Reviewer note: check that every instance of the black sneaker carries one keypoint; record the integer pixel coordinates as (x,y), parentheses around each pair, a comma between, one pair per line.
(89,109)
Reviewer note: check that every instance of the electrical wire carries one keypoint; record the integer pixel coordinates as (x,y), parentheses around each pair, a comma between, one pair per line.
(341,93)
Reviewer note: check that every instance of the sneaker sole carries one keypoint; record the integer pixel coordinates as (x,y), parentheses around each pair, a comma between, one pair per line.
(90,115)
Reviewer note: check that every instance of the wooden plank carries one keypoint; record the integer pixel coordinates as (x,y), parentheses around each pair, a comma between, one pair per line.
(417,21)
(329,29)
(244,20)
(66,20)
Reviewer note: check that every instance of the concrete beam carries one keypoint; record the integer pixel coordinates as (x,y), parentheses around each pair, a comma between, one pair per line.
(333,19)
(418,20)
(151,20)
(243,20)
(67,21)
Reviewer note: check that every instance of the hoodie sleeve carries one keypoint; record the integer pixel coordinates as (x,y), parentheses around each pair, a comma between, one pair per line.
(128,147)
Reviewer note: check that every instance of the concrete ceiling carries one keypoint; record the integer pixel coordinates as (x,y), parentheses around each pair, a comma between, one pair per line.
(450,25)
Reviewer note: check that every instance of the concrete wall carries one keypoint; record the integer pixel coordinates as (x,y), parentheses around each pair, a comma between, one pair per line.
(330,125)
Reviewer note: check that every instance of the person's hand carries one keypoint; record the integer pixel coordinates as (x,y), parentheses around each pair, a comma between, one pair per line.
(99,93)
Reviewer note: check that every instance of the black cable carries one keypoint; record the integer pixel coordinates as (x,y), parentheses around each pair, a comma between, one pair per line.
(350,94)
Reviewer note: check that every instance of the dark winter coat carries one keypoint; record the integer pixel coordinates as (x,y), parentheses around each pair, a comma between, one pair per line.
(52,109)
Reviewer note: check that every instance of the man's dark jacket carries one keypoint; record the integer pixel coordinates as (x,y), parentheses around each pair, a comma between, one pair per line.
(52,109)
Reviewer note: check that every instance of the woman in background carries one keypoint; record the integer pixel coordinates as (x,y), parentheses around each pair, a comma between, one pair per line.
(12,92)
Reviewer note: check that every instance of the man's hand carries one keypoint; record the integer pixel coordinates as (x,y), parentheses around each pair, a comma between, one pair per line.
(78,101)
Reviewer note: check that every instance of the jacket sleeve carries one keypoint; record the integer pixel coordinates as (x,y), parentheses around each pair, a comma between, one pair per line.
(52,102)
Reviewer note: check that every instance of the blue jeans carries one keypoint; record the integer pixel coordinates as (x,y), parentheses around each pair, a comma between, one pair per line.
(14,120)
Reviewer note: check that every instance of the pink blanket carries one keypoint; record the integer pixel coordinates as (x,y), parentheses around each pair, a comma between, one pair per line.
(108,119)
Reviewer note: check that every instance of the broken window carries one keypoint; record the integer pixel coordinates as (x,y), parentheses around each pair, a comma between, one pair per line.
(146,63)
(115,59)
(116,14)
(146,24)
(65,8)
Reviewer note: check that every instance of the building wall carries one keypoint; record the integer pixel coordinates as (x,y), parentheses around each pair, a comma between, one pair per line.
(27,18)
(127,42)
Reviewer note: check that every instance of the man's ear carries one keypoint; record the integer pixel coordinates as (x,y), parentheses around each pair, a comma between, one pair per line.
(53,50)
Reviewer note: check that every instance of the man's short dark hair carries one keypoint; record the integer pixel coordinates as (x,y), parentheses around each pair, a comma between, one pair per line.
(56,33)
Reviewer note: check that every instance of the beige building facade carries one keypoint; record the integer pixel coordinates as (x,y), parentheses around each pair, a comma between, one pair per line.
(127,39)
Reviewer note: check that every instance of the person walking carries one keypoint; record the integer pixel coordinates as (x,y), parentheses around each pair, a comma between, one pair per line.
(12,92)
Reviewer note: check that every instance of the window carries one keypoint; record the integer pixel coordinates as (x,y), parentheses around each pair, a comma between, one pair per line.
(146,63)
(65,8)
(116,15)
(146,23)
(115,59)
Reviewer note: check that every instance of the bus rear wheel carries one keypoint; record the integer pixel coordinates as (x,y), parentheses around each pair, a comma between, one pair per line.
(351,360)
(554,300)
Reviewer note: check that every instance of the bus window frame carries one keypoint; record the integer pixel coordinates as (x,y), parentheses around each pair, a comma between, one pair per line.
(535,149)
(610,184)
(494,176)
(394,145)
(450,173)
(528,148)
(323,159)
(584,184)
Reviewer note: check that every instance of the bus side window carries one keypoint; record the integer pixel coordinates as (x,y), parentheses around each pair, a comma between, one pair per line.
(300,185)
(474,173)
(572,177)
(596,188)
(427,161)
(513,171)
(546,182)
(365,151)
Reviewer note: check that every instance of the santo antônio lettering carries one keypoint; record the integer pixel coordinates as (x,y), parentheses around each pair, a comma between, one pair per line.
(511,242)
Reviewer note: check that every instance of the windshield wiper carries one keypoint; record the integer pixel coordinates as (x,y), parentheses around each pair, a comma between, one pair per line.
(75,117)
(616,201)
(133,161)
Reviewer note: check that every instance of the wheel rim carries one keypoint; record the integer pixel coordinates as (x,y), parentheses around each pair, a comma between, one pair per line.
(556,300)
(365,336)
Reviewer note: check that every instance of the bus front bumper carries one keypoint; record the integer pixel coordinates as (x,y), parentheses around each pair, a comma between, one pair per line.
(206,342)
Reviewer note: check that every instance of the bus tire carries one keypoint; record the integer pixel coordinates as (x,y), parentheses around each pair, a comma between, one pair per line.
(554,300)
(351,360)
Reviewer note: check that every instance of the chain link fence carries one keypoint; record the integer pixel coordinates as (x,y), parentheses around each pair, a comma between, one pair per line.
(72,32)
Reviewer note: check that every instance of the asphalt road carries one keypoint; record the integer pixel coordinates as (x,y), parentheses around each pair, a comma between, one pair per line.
##############################
Task brief – Copy everything from the line containing "Reviewer note: check that every instance of the bus tire" down to the end of the items, request lines included. Shift every coordinate in the answers by adding 124 to each number.

Complete response –
Reviewer note: check that every instance of the bus tire carries one keypoint; record the integer pixel coordinates as (x,y), parentheses around each pair, a comma between, one pair per line.
(678,424)
(475,484)
Reviewer note: check that every instance of the chain link fence carries one keypoint; record the integer pixel coordinates as (x,y), parentheses around each pair, a comma between, one pair per line.
(196,156)
Reviewer note: check that every instance of the asphalt road carries one keypoint; record the integer pixel coordinates as (x,y), parentheses around each pair, a comma between, one pair per line.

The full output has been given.